Text excerpt —
━━━━━━━━━━━━━━━━

Andrej Kiska: Fico's main challenger in the Presidential race

Andrej Kiska: Fico’s main challenger in the Presidential race

What with all the attention diverted one set of borders east to the Ukraine, it’s quite possible Slovakia’s Presidential Election on March 15 won’t attract too much international attention. But it is, here in Slovakia, an increasingly interesting contest and one where the virtual unknown Andrej Kiska is set for a run-in with current Prime Minister Robert Fico.

To put all those not familiar with Slovak politics in the picture: as leader of Slovakia’s governing party, Smer-SD,  Fico has had all the money behind his campaign. This is evidenced in Bratislava by numerous billboards with Fico’s resolute face. (Slovakia do US-sized advertising billboards so it can be imagined just how large that face is). Indeed, for a while this seemed to be very much a one-horse race. Early polls put Fico twenty points plus above his nearest challenger. But in January and February, Andrej Kiska has come on a pace in most polls, some of which now actually tip him to win against Fico in the second round (two of the fourteen candidates getting the most votes will go forward to a second round of voting on March 29).

Try finding information out on Andrej Kiska and it’s not easy. There’s almost nothing in English and the Slovak wikipedia page on him didn’t exist until quite recently. Even the man’s own website doesn’t give very much away.  What’s clear is that Andrej Kiska is a businessman, hailing originally from Poprad – a millionaire several times over who made his money in selling loans and since invested it, among other things, in charitable projects including the charity Dobrý Anjel and in stopping bribery in healthcare. All of which makes him something of a philanthropist. But not really a politician. Indeed, Mr Kiska has no political experience whatsoever.

━━━━━━━━━━━━━━━━

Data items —
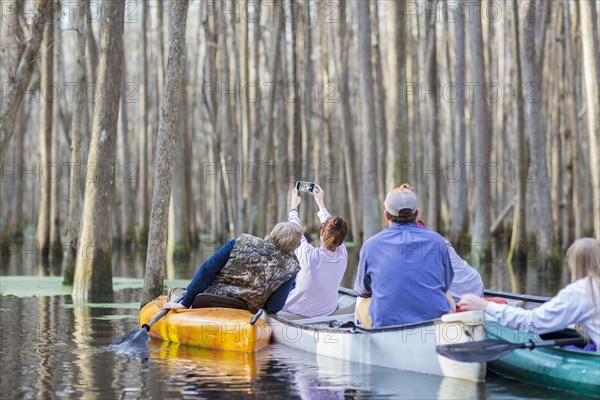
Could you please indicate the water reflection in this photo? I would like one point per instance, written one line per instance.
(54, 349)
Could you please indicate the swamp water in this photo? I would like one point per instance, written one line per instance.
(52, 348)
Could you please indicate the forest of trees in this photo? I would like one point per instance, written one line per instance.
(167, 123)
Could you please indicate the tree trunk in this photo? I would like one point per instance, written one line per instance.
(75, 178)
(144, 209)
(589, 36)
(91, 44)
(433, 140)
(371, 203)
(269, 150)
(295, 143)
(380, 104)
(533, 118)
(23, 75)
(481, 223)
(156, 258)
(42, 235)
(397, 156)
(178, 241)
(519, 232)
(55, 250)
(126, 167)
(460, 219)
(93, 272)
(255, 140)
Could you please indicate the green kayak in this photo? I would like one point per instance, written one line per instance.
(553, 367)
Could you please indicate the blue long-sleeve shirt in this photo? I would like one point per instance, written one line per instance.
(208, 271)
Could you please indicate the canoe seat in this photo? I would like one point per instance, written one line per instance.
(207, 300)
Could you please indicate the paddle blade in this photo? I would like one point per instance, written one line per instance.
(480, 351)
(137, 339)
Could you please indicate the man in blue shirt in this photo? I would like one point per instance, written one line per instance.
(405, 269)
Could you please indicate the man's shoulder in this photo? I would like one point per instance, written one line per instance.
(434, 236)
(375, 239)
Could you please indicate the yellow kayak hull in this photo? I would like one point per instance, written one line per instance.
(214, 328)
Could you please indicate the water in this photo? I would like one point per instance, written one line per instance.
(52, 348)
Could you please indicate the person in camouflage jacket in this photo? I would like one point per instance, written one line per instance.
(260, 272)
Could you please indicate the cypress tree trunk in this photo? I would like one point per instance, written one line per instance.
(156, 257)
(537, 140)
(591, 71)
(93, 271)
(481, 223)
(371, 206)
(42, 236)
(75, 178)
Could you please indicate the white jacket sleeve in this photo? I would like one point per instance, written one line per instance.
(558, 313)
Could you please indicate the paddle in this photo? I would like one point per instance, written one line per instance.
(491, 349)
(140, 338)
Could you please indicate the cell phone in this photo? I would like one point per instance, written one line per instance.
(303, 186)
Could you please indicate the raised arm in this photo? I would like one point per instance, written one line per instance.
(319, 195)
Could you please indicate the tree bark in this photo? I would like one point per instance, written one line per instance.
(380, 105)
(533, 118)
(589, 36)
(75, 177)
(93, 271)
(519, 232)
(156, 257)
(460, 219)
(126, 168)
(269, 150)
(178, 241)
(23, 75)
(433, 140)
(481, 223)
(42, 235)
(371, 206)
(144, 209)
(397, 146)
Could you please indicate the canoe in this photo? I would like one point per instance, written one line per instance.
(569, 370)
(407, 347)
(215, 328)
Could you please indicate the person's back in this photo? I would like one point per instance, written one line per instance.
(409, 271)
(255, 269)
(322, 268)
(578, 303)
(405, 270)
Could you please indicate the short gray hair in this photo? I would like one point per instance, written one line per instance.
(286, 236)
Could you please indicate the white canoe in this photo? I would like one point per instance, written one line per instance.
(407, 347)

━━━━━━━━━━━━━━━━

What you will do —
- A) In the text on Slovakia's presidential race, which town is Andrej Kiska originally from?
- B) Rewrite the records from the line with "Could you please indicate the short" through the end of the records, requests included, and shift every point coordinate by adding 115 to it.
The text and the records come from unrelated sources.

Responses by task —
- A) Poprad

- B)
Could you please indicate the short gray hair in this photo? I would like one point per instance, written one line per instance.
(401, 351)
Could you please indicate the white canoe in this photo? I would like one point per instance, written one line per instance.
(522, 462)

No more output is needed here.